━━━━━ RECORDS FOR THE TASK ━━━━━

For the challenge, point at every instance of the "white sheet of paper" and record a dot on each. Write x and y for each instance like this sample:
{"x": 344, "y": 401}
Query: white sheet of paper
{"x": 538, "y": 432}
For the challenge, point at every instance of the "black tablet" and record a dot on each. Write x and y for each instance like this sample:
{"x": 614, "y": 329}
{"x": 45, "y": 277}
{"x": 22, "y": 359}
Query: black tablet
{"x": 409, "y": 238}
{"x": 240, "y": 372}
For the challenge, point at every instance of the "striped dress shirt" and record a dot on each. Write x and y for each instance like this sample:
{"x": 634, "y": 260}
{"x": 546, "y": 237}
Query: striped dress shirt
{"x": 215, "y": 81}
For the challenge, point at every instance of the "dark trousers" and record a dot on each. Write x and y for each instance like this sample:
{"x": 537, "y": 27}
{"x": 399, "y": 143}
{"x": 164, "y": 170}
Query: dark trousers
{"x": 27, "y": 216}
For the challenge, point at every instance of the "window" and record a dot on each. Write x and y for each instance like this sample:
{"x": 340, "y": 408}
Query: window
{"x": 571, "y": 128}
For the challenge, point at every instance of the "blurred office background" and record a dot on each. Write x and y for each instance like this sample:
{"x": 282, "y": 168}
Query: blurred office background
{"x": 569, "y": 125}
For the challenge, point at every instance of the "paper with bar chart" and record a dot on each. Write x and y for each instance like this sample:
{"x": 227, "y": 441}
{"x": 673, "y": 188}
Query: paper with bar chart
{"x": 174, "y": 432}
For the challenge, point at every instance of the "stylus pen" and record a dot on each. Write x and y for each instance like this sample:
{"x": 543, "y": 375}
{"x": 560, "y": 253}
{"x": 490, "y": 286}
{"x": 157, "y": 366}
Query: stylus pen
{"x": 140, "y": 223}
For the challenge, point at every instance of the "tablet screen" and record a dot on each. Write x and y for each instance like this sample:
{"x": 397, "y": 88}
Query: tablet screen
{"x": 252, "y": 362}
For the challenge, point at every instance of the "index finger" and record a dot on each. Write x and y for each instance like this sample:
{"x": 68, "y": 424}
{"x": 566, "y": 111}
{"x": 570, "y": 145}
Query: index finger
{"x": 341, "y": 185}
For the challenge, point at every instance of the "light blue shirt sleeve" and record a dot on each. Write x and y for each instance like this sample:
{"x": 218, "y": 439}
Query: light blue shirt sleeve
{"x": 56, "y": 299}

━━━━━

WHAT IS EXPECTED.
Make a verbatim copy of every entry shown above.

ANSWER FOR THE TASK.
For the challenge, point at every instance of the "white sheet of paper" and record a dot on each. Write x and y for each instance like this sample:
{"x": 344, "y": 401}
Query: white sheet of paper
{"x": 538, "y": 432}
For the challenge, point at every instance of the "black tablet" and record a dot on each. Write x and y for each instance like this sample:
{"x": 614, "y": 329}
{"x": 45, "y": 277}
{"x": 22, "y": 359}
Query: black tablet
{"x": 409, "y": 238}
{"x": 240, "y": 372}
For the challenge, point at every instance of the "striped dress shirt" and record a dot on each. Write x and y for each instance like this sample:
{"x": 634, "y": 260}
{"x": 546, "y": 237}
Query: striped dress shirt
{"x": 215, "y": 81}
For the challenge, point at every instance of the "dark trousers" and record a dot on each. Write x and y for each instance like this sample:
{"x": 537, "y": 27}
{"x": 399, "y": 143}
{"x": 164, "y": 170}
Query: dark trousers
{"x": 27, "y": 216}
For the challenge, point at every instance of the "window" and record a dot on each. Write x and y for each instance like this sample:
{"x": 340, "y": 408}
Query: window
{"x": 571, "y": 128}
For the challenge, point at every instance of the "blurred office background" and record a dot on each. Write x and y for each instance like this sample:
{"x": 282, "y": 168}
Query: blurred office background
{"x": 569, "y": 125}
For the challenge, point at every instance of the "paper with bar chart" and record a dot on each. Write x and y for each instance like this sample:
{"x": 227, "y": 441}
{"x": 673, "y": 188}
Query: paper with bar chart
{"x": 174, "y": 432}
For the challenge, point at every instance of the "stylus pen" and record a dot on each. Write x and y for each instance like this sample:
{"x": 543, "y": 375}
{"x": 560, "y": 253}
{"x": 490, "y": 286}
{"x": 157, "y": 366}
Query: stylus pen
{"x": 140, "y": 223}
For the challenge, point at every instance of the "tablet screen" and record a dot on each. Write x and y for each instance like this sample:
{"x": 397, "y": 88}
Query: tablet screen
{"x": 252, "y": 362}
For the challenge, point at every instance of the "index finger" and record a dot on each. Write x and y for each instance like this sample:
{"x": 68, "y": 424}
{"x": 566, "y": 111}
{"x": 570, "y": 145}
Query: index finger
{"x": 341, "y": 185}
For the challenge, point at every instance of the "light blue shirt sleeve" and record a dot on each. Write x and y for each instance like this sample:
{"x": 218, "y": 439}
Query: light blue shirt sleeve
{"x": 56, "y": 299}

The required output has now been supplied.